* **THE TASK**:
Recast every line of the records below as a Markdown table with the columns "Row" and "Line," numbering each row and leaving out any blank lines.

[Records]
++++++

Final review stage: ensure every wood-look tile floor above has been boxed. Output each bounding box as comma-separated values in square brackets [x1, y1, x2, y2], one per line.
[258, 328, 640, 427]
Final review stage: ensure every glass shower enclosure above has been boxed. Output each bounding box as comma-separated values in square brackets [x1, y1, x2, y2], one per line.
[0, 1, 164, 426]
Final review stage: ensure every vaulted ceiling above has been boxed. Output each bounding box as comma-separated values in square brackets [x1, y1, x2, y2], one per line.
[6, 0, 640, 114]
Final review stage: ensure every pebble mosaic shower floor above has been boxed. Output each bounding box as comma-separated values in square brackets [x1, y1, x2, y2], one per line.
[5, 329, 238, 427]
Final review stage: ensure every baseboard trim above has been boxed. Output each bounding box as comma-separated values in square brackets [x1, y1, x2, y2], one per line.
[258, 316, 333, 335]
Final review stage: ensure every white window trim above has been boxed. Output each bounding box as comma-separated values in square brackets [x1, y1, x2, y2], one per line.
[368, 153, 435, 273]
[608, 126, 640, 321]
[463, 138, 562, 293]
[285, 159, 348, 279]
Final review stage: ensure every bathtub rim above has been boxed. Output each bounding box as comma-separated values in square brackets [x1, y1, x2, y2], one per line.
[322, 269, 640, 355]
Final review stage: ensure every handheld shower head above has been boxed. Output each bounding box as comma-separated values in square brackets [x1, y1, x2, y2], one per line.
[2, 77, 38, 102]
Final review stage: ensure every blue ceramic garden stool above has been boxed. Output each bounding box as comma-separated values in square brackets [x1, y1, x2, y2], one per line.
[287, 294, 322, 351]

++++++

* **RESULT OF THIS EXERCISE**:
| Row | Line |
|---|---|
| 1 | Final review stage: ensure every wood-look tile floor above has been boxed. Output each bounding box as comma-separated values in square brackets [x1, y1, x2, y2], one per line. |
| 2 | [258, 328, 640, 427] |
| 3 | Final review stage: ensure every glass shower enclosure above has been boxed. Output each bounding box as comma-separated values in square brackets [x1, y1, x2, y2], one per line. |
| 4 | [0, 1, 164, 426] |
| 5 | Final review stage: ensure every vaulted ceiling above has been boxed. Output each bounding box as comma-separated values in square brackets [x1, y1, x2, y2], one per line. |
| 6 | [6, 0, 640, 114] |
| 7 | Final review stage: ensure every pebble mosaic shower floor above has been boxed. Output each bounding box as comma-separated values in square brackets [x1, y1, x2, y2], one per line. |
| 8 | [5, 329, 238, 427] |
| 9 | Final review stage: ensure every baseboard trim above has been boxed. Output each bounding box as comma-separated values in square brackets [x1, y1, x2, y2], one per line. |
| 10 | [258, 316, 333, 335] |
| 11 | Final review stage: ensure every white window trim above has been boxed. Output each bounding box as comma-separated values in square brackets [x1, y1, x2, y2], one per line. |
| 12 | [368, 153, 435, 273] |
| 13 | [608, 126, 640, 321] |
| 14 | [463, 138, 562, 293] |
| 15 | [285, 159, 348, 279] |
| 16 | Final review stage: ensure every bathtub rim above has been boxed. Output each bounding box as comma-separated values in square brackets [x1, y1, x2, y2], one per line. |
| 17 | [322, 269, 640, 355] |
| 18 | Final review stage: ensure every handheld shower head above has been boxed. Output each bounding box as comma-separated values in square brackets [x1, y1, x2, y2], one per line. |
| 19 | [2, 77, 38, 102] |
| 20 | Final review stage: ensure every blue ceramic garden stool above has been boxed. Output each bounding box as comma-separated values in square brackets [x1, y1, x2, y2], one per line. |
| 21 | [287, 294, 322, 351] |